Direction: List each line in the records below that contains the string "cone", reproducing every such line in full.

• • • •

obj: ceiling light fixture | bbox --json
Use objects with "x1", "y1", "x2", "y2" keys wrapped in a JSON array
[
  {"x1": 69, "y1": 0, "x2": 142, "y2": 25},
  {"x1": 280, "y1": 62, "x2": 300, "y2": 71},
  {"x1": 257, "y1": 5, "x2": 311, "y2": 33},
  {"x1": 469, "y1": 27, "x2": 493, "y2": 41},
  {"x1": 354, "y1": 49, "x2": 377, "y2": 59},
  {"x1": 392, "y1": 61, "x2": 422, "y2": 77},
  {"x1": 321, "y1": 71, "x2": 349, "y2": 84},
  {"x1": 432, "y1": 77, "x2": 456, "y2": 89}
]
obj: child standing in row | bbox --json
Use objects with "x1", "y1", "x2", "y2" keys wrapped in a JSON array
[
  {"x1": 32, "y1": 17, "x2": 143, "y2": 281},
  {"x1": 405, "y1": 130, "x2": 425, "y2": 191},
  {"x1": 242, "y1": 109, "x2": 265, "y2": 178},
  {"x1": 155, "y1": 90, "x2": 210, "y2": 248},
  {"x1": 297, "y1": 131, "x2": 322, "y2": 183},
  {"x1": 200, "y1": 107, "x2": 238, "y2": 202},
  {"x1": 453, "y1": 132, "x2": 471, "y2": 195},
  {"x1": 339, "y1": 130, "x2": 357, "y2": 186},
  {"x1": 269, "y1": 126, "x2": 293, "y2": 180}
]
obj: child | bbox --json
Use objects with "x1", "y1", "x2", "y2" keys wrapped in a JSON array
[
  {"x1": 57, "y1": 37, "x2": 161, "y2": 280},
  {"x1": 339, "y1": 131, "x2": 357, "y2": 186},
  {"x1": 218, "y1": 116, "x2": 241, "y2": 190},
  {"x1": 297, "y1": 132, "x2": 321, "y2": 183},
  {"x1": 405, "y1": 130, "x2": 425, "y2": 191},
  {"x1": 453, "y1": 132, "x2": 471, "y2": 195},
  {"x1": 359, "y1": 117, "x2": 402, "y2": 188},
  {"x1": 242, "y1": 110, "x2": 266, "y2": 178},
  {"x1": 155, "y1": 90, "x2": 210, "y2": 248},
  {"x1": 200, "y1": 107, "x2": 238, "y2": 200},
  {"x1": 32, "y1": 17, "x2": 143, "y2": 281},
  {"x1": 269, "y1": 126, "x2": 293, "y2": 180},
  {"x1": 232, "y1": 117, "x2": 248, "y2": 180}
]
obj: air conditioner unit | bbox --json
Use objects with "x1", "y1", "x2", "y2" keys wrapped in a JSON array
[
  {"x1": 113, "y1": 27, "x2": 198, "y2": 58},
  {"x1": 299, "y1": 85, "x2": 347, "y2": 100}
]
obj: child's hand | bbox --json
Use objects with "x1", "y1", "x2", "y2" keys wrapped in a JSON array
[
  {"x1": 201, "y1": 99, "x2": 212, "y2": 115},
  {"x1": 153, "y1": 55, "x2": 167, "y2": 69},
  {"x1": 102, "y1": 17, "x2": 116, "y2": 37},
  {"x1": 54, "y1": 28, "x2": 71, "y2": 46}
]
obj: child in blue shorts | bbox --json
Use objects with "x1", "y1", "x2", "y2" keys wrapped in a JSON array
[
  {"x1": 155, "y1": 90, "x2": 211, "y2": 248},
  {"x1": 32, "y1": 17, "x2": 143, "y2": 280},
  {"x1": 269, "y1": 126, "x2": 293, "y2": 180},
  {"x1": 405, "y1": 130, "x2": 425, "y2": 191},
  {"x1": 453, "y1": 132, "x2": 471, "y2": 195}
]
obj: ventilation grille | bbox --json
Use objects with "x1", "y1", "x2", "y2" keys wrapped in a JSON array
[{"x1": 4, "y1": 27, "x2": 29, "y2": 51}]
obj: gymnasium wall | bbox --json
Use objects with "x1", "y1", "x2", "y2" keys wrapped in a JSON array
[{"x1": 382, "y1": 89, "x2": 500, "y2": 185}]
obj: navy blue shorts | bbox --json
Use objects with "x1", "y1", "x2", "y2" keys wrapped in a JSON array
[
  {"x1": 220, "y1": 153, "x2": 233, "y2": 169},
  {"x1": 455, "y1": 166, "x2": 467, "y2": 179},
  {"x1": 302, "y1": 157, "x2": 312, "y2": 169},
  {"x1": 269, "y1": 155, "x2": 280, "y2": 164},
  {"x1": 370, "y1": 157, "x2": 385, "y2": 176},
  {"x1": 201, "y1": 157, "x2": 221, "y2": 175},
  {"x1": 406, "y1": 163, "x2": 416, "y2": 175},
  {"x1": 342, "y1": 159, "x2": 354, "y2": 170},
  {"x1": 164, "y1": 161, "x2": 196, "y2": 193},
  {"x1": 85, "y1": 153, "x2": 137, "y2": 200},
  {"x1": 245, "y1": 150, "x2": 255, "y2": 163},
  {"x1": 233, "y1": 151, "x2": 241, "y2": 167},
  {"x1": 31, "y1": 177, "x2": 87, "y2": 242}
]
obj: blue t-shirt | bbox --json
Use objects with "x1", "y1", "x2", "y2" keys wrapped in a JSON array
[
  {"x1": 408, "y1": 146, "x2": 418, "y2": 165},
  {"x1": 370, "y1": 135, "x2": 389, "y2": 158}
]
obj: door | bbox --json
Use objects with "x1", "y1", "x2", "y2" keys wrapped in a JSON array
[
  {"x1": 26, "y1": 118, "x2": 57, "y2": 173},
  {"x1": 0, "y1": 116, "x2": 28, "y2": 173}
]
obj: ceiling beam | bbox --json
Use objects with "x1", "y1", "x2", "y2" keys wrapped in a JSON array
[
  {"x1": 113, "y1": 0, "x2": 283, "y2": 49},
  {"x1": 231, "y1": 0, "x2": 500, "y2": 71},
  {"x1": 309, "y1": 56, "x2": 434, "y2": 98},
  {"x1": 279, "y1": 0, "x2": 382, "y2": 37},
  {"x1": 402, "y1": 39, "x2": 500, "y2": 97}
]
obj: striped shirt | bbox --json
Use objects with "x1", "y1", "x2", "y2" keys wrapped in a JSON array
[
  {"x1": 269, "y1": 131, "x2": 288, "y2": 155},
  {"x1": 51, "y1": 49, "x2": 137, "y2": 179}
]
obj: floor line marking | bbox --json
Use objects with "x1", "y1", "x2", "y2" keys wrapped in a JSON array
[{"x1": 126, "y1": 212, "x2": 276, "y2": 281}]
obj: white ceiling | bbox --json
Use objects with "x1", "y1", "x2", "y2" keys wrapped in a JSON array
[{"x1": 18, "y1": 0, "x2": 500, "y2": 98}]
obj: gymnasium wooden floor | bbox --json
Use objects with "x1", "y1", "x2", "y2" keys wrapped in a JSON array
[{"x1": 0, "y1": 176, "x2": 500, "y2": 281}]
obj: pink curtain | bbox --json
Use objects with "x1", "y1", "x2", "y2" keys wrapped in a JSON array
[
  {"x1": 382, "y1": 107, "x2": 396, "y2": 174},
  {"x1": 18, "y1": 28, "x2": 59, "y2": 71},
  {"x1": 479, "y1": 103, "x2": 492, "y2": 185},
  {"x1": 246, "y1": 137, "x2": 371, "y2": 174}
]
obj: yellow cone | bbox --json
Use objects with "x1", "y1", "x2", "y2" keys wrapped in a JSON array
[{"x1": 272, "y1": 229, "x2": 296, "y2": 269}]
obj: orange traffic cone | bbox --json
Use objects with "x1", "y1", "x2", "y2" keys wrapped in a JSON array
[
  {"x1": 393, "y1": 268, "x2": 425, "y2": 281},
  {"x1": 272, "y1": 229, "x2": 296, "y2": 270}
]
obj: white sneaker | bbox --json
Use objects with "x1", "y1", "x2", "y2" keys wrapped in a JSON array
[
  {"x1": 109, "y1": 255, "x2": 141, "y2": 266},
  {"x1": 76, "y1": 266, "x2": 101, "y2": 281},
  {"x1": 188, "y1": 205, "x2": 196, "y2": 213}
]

• • • •

Correct result:
obj: yellow cone | bbox --json
obj: orange traffic cone | bbox --json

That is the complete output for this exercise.